## Work to complete
The entries below should be given again exactly, minus their pictures.

## Dataset rows
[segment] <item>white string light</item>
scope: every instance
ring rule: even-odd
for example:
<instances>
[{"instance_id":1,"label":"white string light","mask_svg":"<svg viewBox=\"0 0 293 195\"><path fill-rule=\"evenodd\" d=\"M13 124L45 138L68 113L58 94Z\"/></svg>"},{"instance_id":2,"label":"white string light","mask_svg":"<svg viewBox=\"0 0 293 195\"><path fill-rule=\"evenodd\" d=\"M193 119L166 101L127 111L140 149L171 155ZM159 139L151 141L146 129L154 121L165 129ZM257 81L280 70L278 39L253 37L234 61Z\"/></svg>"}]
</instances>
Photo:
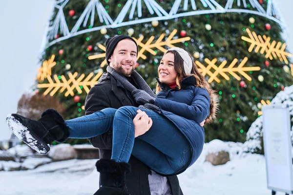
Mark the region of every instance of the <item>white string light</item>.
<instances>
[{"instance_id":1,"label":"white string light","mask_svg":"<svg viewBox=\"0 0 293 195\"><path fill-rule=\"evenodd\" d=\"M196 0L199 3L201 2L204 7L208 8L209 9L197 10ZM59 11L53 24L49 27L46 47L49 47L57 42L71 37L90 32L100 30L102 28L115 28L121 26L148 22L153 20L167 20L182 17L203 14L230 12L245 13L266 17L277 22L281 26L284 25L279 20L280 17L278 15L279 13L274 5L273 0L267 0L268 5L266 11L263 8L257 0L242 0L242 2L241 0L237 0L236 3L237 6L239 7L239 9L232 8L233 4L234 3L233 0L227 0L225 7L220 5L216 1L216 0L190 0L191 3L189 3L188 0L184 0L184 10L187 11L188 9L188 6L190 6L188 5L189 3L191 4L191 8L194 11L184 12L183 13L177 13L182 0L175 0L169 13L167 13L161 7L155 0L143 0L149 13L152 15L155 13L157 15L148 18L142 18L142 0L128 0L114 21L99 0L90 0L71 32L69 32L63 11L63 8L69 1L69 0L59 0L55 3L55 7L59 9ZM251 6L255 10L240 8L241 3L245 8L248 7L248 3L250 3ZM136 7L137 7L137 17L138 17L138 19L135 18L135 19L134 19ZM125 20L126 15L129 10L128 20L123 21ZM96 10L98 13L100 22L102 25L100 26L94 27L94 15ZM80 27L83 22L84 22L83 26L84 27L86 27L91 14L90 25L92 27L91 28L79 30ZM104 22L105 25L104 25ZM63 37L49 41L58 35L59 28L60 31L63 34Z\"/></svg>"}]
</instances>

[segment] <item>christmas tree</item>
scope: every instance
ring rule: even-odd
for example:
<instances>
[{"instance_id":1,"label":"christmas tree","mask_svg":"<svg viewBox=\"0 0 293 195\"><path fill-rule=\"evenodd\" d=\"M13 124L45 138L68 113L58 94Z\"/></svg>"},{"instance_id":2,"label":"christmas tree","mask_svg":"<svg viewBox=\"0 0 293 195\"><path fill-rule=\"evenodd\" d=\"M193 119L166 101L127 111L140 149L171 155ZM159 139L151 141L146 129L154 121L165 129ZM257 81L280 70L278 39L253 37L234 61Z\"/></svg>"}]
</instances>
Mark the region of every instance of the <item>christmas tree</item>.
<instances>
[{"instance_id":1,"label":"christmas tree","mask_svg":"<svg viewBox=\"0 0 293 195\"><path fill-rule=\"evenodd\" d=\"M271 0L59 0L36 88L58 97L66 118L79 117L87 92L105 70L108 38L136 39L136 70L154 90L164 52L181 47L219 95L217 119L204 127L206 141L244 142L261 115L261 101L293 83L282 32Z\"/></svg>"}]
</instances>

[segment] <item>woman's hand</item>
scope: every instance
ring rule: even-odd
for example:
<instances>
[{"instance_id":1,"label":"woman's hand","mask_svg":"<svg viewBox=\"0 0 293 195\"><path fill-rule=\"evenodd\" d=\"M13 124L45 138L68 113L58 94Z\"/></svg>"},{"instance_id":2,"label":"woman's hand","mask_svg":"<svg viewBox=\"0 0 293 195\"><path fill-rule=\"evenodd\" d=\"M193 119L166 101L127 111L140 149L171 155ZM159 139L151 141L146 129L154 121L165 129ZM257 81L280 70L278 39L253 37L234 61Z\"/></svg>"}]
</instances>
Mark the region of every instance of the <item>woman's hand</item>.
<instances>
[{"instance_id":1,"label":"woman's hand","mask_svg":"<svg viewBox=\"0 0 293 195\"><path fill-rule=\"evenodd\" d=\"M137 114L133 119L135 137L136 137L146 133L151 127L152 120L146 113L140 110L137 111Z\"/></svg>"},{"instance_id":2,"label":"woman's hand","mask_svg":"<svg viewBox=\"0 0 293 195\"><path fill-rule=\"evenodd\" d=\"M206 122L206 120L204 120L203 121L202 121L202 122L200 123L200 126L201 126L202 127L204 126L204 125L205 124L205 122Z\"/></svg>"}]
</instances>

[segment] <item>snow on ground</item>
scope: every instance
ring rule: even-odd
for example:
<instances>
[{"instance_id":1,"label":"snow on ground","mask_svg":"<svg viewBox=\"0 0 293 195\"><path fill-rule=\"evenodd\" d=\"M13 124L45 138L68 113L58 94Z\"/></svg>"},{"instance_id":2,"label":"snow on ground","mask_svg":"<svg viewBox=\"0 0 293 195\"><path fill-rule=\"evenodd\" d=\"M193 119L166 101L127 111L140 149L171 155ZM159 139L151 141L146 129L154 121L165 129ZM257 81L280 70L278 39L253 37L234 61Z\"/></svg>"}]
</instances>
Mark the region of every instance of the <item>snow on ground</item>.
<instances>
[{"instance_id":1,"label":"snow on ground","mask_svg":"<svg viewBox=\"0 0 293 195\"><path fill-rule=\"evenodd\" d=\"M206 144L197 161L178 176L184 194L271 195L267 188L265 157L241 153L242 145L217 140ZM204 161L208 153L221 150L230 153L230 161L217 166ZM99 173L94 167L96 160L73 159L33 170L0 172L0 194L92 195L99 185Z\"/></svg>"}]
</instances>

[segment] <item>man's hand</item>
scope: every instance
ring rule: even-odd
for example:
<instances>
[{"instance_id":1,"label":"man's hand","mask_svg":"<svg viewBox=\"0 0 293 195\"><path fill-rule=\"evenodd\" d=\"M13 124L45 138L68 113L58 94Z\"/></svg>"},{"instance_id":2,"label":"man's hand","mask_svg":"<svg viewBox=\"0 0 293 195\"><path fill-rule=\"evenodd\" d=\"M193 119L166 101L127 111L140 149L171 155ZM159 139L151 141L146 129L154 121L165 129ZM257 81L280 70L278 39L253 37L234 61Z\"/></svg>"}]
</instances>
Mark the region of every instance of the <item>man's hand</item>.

## The solution
[segment] <item>white string light</item>
scope: every instance
ring rule: even-odd
for example:
<instances>
[{"instance_id":1,"label":"white string light","mask_svg":"<svg viewBox=\"0 0 293 195\"><path fill-rule=\"evenodd\" d=\"M13 124L45 138L68 113L58 94Z\"/></svg>"},{"instance_id":2,"label":"white string light","mask_svg":"<svg viewBox=\"0 0 293 195\"><path fill-rule=\"evenodd\" d=\"M193 119L166 101L127 111L140 149L171 155ZM159 139L151 141L146 129L154 121L165 129ZM257 81L280 70L278 39L253 37L234 61Z\"/></svg>"}]
</instances>
Photo:
Mark the region of every instance of the <item>white string light</item>.
<instances>
[{"instance_id":1,"label":"white string light","mask_svg":"<svg viewBox=\"0 0 293 195\"><path fill-rule=\"evenodd\" d=\"M196 0L199 3L201 2L204 7L208 8L209 9L197 10ZM59 11L53 24L49 27L46 47L49 47L57 42L71 37L90 32L100 30L102 28L115 28L121 26L148 22L153 20L167 20L182 17L203 14L230 12L245 13L266 17L277 22L281 26L284 25L279 20L280 17L278 15L279 13L274 5L273 0L267 0L268 5L266 11L263 8L257 0L242 0L242 2L241 0L237 0L236 3L237 6L239 7L239 9L232 8L233 4L234 3L233 0L227 0L225 7L220 5L216 1L216 0L190 0L191 3L189 3L188 0L184 0L184 10L187 11L188 9L188 6L190 6L188 5L189 3L191 4L191 8L194 11L184 12L183 13L177 13L182 0L175 0L169 13L167 13L161 7L155 0L143 0L149 13L152 15L155 13L157 15L148 18L142 18L142 0L128 0L114 21L99 0L90 0L71 32L69 32L63 11L63 8L69 1L69 0L59 0L55 3L55 7L59 9ZM251 6L255 10L240 8L241 3L245 8L248 7L248 3L250 3ZM136 7L137 7L137 17L138 17L138 19L135 18L135 19L134 19ZM125 20L126 15L129 10L128 20L123 21ZM96 10L98 13L100 22L102 25L100 26L94 27L94 15ZM80 27L83 22L84 22L83 26L84 27L86 27L91 14L90 25L92 27L91 28L79 30ZM104 22L105 25L104 25ZM63 37L49 41L58 35L59 28L60 31L63 34Z\"/></svg>"}]
</instances>

[segment] <item>christmas tree</item>
scope: every instance
ring rule: even-odd
for example:
<instances>
[{"instance_id":1,"label":"christmas tree","mask_svg":"<svg viewBox=\"0 0 293 195\"><path fill-rule=\"evenodd\" d=\"M13 124L45 138L68 113L58 94Z\"/></svg>"},{"instance_id":2,"label":"christmas tree","mask_svg":"<svg viewBox=\"0 0 293 195\"><path fill-rule=\"evenodd\" d=\"M193 119L166 101L127 111L140 149L171 155ZM159 139L151 141L146 129L154 121L165 129ZM257 81L280 70L278 39L253 37L234 61Z\"/></svg>"}]
</instances>
Mark the region of every instance of the <item>christmas tree</item>.
<instances>
[{"instance_id":1,"label":"christmas tree","mask_svg":"<svg viewBox=\"0 0 293 195\"><path fill-rule=\"evenodd\" d=\"M271 0L59 0L36 88L58 97L66 118L79 117L87 92L105 70L108 38L136 39L136 70L154 90L164 52L181 47L219 95L217 119L204 127L206 141L244 142L261 115L261 101L293 83L282 32Z\"/></svg>"}]
</instances>

[segment] <item>woman's hand</item>
scope: every instance
ring rule: even-odd
for example:
<instances>
[{"instance_id":1,"label":"woman's hand","mask_svg":"<svg viewBox=\"0 0 293 195\"><path fill-rule=\"evenodd\" d=\"M13 124L45 138L68 113L58 94Z\"/></svg>"},{"instance_id":2,"label":"woman's hand","mask_svg":"<svg viewBox=\"0 0 293 195\"><path fill-rule=\"evenodd\" d=\"M193 119L166 101L127 111L140 149L171 155ZM159 139L151 141L146 129L154 121L165 129ZM257 81L280 70L278 39L253 37L234 61Z\"/></svg>"}]
</instances>
Mark the region of every instance of the <item>woman's hand</item>.
<instances>
[{"instance_id":1,"label":"woman's hand","mask_svg":"<svg viewBox=\"0 0 293 195\"><path fill-rule=\"evenodd\" d=\"M137 114L133 119L135 137L136 137L146 133L151 127L152 120L146 113L140 110L137 111Z\"/></svg>"},{"instance_id":2,"label":"woman's hand","mask_svg":"<svg viewBox=\"0 0 293 195\"><path fill-rule=\"evenodd\" d=\"M206 122L206 120L204 120L203 121L202 121L202 122L200 123L200 126L201 126L202 127L204 126L204 125L205 124L205 122Z\"/></svg>"}]
</instances>

[segment] <item>snow on ground</item>
scope: every instance
ring rule: even-odd
for example:
<instances>
[{"instance_id":1,"label":"snow on ground","mask_svg":"<svg viewBox=\"0 0 293 195\"><path fill-rule=\"evenodd\" d=\"M13 124L45 138L68 113L58 94Z\"/></svg>"},{"instance_id":2,"label":"snow on ground","mask_svg":"<svg viewBox=\"0 0 293 195\"><path fill-rule=\"evenodd\" d=\"M193 119L166 101L127 111L140 149L171 155ZM159 139L151 141L146 129L154 121L165 129ZM257 81L280 70L278 39L253 37L234 61Z\"/></svg>"}]
</instances>
Mark the region of every instance of the <item>snow on ground</item>.
<instances>
[{"instance_id":1,"label":"snow on ground","mask_svg":"<svg viewBox=\"0 0 293 195\"><path fill-rule=\"evenodd\" d=\"M206 144L197 161L178 176L184 194L271 195L267 188L265 157L241 153L242 145L217 140ZM204 161L208 153L221 150L230 153L230 161L217 166ZM99 173L94 167L96 160L73 159L33 170L0 172L0 194L92 195L99 185Z\"/></svg>"}]
</instances>

[segment] <item>man's hand</item>
scope: every instance
ring rule: even-odd
for example:
<instances>
[{"instance_id":1,"label":"man's hand","mask_svg":"<svg viewBox=\"0 0 293 195\"><path fill-rule=\"evenodd\" d=\"M13 124L45 138L68 113L58 94Z\"/></svg>"},{"instance_id":2,"label":"man's hand","mask_svg":"<svg viewBox=\"0 0 293 195\"><path fill-rule=\"evenodd\" d=\"M193 119L166 101L127 111L140 149L171 155ZM159 139L151 141L146 129L154 121L165 129ZM257 81L280 70L278 39L253 37L234 61Z\"/></svg>"}]
</instances>
Mark the region of every instance of the <item>man's hand</item>.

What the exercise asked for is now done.